===== Supplied material =====

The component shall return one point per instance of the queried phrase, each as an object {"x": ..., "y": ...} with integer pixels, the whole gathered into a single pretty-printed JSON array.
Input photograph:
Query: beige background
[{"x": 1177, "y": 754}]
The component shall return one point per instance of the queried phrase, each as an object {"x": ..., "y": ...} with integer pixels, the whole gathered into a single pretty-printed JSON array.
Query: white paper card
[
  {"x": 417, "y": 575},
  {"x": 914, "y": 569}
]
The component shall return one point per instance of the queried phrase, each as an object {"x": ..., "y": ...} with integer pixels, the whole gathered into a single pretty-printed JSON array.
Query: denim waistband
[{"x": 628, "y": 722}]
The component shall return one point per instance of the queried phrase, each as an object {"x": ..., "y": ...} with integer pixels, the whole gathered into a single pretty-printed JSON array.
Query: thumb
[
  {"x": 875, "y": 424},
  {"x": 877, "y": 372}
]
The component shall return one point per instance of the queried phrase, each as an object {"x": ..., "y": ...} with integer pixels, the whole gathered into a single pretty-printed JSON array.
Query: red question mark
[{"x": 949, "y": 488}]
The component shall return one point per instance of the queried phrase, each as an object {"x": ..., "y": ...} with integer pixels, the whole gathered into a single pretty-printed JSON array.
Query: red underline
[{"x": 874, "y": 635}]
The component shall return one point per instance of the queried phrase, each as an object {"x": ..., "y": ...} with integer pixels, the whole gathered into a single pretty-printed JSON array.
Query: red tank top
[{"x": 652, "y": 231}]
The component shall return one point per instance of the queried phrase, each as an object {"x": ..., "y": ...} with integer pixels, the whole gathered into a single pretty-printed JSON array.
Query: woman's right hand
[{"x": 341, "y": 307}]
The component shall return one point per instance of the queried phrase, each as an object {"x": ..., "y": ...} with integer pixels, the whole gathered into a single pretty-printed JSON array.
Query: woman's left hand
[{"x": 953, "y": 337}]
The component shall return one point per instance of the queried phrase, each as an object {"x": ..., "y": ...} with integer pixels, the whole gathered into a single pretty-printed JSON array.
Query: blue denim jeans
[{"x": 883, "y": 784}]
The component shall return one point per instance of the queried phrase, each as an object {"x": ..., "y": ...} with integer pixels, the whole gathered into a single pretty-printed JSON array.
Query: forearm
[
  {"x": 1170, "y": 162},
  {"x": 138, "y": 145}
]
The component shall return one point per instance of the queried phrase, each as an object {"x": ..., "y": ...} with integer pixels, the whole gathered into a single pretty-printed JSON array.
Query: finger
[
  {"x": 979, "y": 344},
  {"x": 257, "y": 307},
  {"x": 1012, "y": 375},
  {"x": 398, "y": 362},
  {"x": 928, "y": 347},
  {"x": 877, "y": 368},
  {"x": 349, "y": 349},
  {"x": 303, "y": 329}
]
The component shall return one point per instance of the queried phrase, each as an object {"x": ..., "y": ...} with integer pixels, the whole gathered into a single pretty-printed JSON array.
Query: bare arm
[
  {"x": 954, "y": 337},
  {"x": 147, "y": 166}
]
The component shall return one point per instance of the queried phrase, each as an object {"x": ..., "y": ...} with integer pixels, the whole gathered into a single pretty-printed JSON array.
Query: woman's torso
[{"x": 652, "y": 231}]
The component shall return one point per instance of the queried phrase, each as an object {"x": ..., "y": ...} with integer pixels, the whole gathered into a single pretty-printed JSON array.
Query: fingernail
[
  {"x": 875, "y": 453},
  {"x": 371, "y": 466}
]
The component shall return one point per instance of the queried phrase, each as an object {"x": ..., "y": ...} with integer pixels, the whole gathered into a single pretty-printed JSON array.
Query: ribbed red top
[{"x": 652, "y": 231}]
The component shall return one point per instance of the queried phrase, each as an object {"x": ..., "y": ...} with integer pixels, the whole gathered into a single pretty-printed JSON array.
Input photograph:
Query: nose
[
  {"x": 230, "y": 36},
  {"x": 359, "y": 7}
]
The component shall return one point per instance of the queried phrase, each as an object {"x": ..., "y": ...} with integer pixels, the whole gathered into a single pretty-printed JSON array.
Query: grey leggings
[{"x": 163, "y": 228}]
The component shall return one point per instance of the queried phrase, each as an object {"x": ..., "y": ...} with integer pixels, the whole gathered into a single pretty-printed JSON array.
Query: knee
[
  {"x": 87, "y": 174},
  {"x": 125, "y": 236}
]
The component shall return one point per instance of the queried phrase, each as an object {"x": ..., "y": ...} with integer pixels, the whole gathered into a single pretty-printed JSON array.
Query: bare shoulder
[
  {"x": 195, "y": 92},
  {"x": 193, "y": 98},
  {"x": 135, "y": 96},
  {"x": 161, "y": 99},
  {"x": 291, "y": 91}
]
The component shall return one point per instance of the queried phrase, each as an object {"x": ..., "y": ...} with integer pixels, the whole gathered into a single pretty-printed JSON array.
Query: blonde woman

=====

Written task: Repeat every line of the data, exactly and in full.

Output for this exercise:
The component shall return one point per instance of the queried phrase, each as an object {"x": ..., "y": ...} with integer pixels, the whole gathered into a single pretty-printed JSON array.
Input photograph:
Query: beige background
[{"x": 1177, "y": 754}]
The component shall return one point per instance of the queried phrase, each as an object {"x": ..., "y": ...} with integer pixels, the whole gathered into a single pretty-printed JSON array.
Query: white paper card
[
  {"x": 417, "y": 575},
  {"x": 914, "y": 569}
]
The component shall return one point per instance of the queried phrase, each as an object {"x": ..., "y": ...} with integer pixels, the whole gathered into a single pretty-printed JSON array.
Query: denim waistband
[{"x": 628, "y": 722}]
The component shall return one point per instance of the queried phrase, each as an object {"x": ..., "y": ...} with integer pixels, the whole gathered into a single pretty-printed JSON array.
Query: thumb
[
  {"x": 875, "y": 424},
  {"x": 877, "y": 372}
]
The component shall return one point per instance of the queried phrase, each as an object {"x": ..., "y": ...} with integer pixels, the whole gathered into a single pretty-printed JSON array.
Query: red question mark
[{"x": 949, "y": 488}]
The component shall return one point per instance of the queried phrase, each as an object {"x": ..., "y": ...} with integer pixels, the whole gathered into a single pretty-printed JSON array.
Query: red underline
[{"x": 874, "y": 635}]
The component shall return one point per instance of the queried phrase, each as an object {"x": ..., "y": ...} with integer pixels, the whole gathered into a single pretty-printed JSON array.
Query: red tank top
[{"x": 652, "y": 231}]
The component shall return one point per instance of the queried phrase, each as an object {"x": ..., "y": ...} with integer pixels, the whole gathered into a single pretty-printed JSON array.
Query: woman's right hand
[{"x": 341, "y": 307}]
The component shall return one point per instance of the queried phrase, each as an object {"x": ..., "y": ...} with integer pixels, the whole gathered into a single pretty-printed JSON array.
Query: woman's left hand
[{"x": 953, "y": 337}]
The component shall return one point per instance of the queried phrase, each as an object {"x": ..., "y": ...} with integer pixels, the whole gathered into a single pretty-printed JSON array.
Query: blue denim jeans
[{"x": 883, "y": 784}]
The component shall return one point per instance of the queried phrase, each as an object {"x": ..., "y": ...} with integer pixels, the whole gathered into a single pretty-printed JSON array.
Query: forearm
[
  {"x": 1170, "y": 162},
  {"x": 138, "y": 145}
]
The component shall return one point per instance of the queried phrase, each as an object {"x": ..., "y": ...} with integer pixels, the whole gathered into a single pretty-printed JSON array.
Query: finger
[
  {"x": 979, "y": 344},
  {"x": 257, "y": 307},
  {"x": 1012, "y": 375},
  {"x": 398, "y": 362},
  {"x": 928, "y": 347},
  {"x": 877, "y": 368},
  {"x": 349, "y": 349},
  {"x": 303, "y": 329}
]
The component shall return one point per instance of the queried phrase, each as an object {"x": ..., "y": ...} with integer pixels, the whole gathered into a single pretty-printed JSON array.
Query: bare arm
[
  {"x": 954, "y": 337},
  {"x": 147, "y": 166}
]
The component shall return one point per instance of the queried phrase, each as an object {"x": ..., "y": ...} with integer pixels, the whole gathered into a single pretty-printed JSON array.
Query: woman's torso
[{"x": 652, "y": 231}]
The component shall return one point per instance of the queried phrase, each as an object {"x": ..., "y": ...} with integer pixels, the whole gathered into a single pretty-printed JSON array.
Query: fingernail
[
  {"x": 875, "y": 453},
  {"x": 371, "y": 466}
]
The component shall return one point per instance of the queried phrase, each as an object {"x": ..., "y": ...} with integer pixels, the whole gathered into a single pretty-printed JSON array.
Query: ribbed red top
[{"x": 652, "y": 231}]
The component shall return one point per instance of the queried phrase, each as an object {"x": ..., "y": ...} with integer pixels, the whole gathered into a single pretty-printed JSON array.
Input photograph:
Query: nose
[
  {"x": 230, "y": 36},
  {"x": 359, "y": 7}
]
The component shall return one point per instance of the queried phrase, each as an object {"x": ..., "y": ...} with integer pixels, the whole gathered into a single pretty-printed JSON array.
Query: grey leggings
[{"x": 163, "y": 228}]
The component shall return one point per instance of the queried phrase, each as an object {"x": ..., "y": ...} with integer pixels, the whole gathered into a single pretty-printed JSON array.
Query: knee
[
  {"x": 87, "y": 174},
  {"x": 125, "y": 236}
]
The component shall return one point per instance of the queried phrase, each as an object {"x": ..., "y": ...} with integer pixels, the whole gathered into a single pretty-printed JSON array.
Query: bare shoulder
[
  {"x": 195, "y": 92},
  {"x": 193, "y": 98},
  {"x": 135, "y": 96},
  {"x": 161, "y": 99},
  {"x": 291, "y": 91}
]
The component shall return one point per instance of the queried phrase, each as an object {"x": ..., "y": ...} with integer pixels, the whole gathered into a single pretty-printed JSON array.
Query: blonde woman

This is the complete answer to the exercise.